Pouvez-vous prolonger le texte sur les tests antigéniques à l'aéroport en reprenant juste après sa dernière phrase ?

:: Texte retenu

En proposant le test antigénique directement à l'aéroport juste avant l'embarquement, on sait que 100% des passagers sont sains et il n'y a plus de crainte à avoir, ni à bord de l'avion ni pour les pays de destination. Cela permettrait d'éviter les difficultés des tests-PCR (production de faux documents, limite des 72 heures...) et de lever toutes les restrictions, dont les fermetures de frontières ou quarantaines.

 

F.N.H. : Qui supporterait les frais de ces tests là ? Serait-ce les compagnies, les aéroports ou les voyageurs ?

::::
:: Données à examiner

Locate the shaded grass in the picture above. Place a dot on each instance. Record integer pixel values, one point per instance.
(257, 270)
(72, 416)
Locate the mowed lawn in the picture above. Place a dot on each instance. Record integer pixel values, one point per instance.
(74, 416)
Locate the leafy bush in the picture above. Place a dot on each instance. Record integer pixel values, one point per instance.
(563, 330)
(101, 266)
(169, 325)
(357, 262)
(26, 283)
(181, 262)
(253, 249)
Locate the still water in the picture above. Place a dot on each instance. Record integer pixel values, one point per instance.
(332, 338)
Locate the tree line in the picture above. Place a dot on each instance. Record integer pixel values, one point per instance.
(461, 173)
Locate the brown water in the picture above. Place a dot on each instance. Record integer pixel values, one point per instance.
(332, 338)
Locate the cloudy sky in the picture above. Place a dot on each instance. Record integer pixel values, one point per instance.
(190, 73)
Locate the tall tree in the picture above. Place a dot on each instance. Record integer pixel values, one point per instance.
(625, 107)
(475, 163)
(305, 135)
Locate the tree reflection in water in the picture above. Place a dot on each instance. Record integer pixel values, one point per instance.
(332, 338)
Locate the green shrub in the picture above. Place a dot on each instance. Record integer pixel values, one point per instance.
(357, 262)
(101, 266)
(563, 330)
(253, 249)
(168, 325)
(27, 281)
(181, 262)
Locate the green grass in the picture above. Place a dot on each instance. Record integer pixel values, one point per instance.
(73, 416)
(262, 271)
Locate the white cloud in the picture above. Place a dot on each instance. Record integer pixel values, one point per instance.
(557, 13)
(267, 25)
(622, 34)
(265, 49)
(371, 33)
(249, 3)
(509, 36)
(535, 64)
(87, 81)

::::

» Réponse attendue:
X. T. : La situation n'est pas la même dans tous les pays et c'est déjà le cas pour les tests PCR : en France, le test est gratuit pour tous, le remboursement n'est que partiel en Allemagne, les coûts reposent uniquement sur le voyageur en Grande-Bretagne... Ce sera probablement exactement la même chose pour le test antigénique. Et, à ma connaissance, les voyageurs ne sont directement mis à contribution dans aucun pays. Le coût revient donc parfois aux aéroports, parfois aux compagnies, et souvent à l'Etat. L'avantage est que les tests antigéniques coûteraient 5 à 10 fois moins que les PCR.

 

F.N.H. : Comment peut-on imaginer la réalisation de ces tests tout en fluidifiant le passage des voyageurs au sein des aéroports pour éviter tout encombrement ?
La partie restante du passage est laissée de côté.